_WHAT THE TASK ASKS_.
Write out the material again, swapping "sedan" for "car" every time it shows up and changing nothing else. Don't include the pictures in your answer.

___

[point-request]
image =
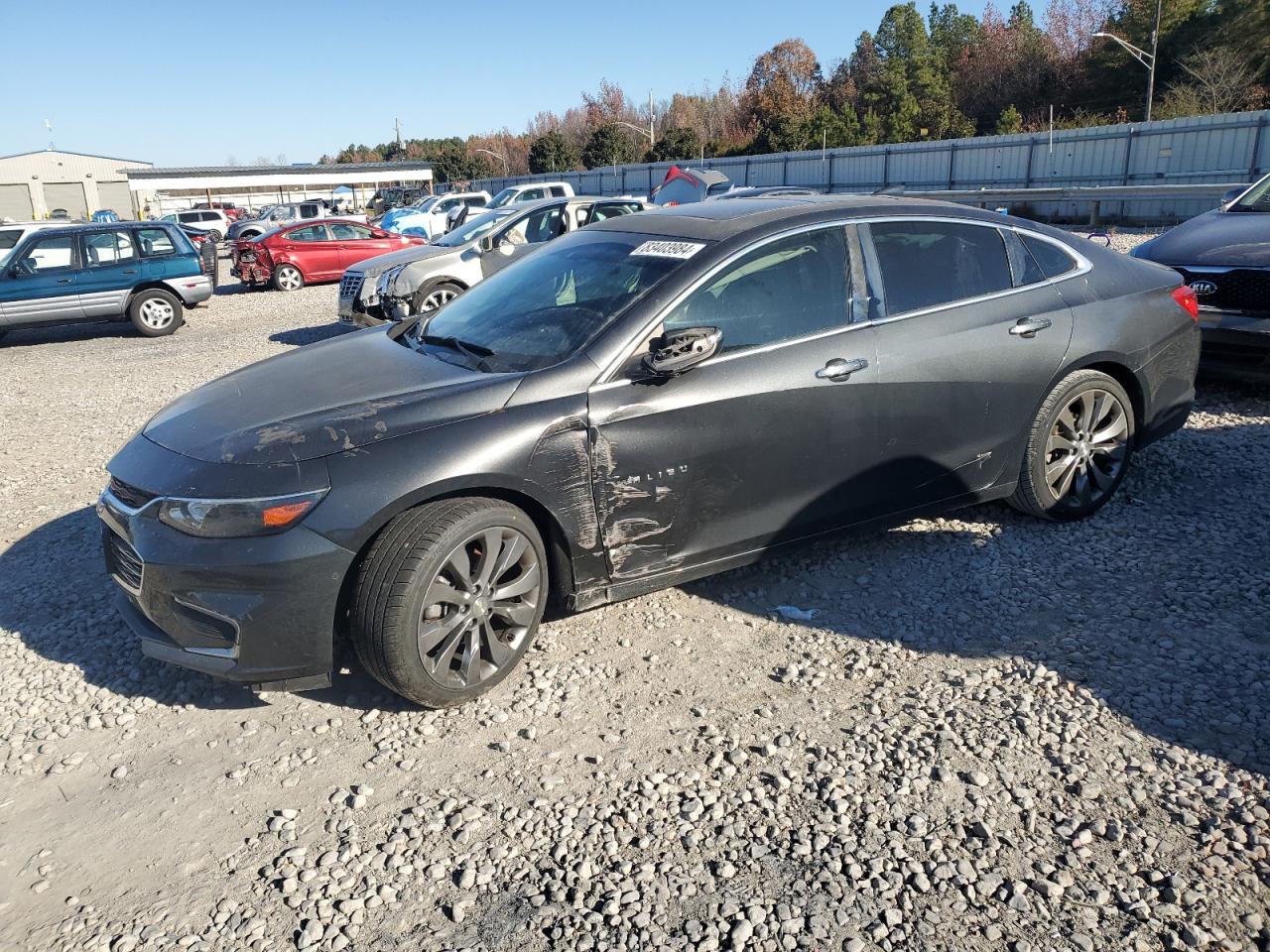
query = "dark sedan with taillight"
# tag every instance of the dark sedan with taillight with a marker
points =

___

_THE REPLY_.
[point-request]
image =
query = "dark car with taillight"
# tag every instance of the dark car with taillight with a marker
points =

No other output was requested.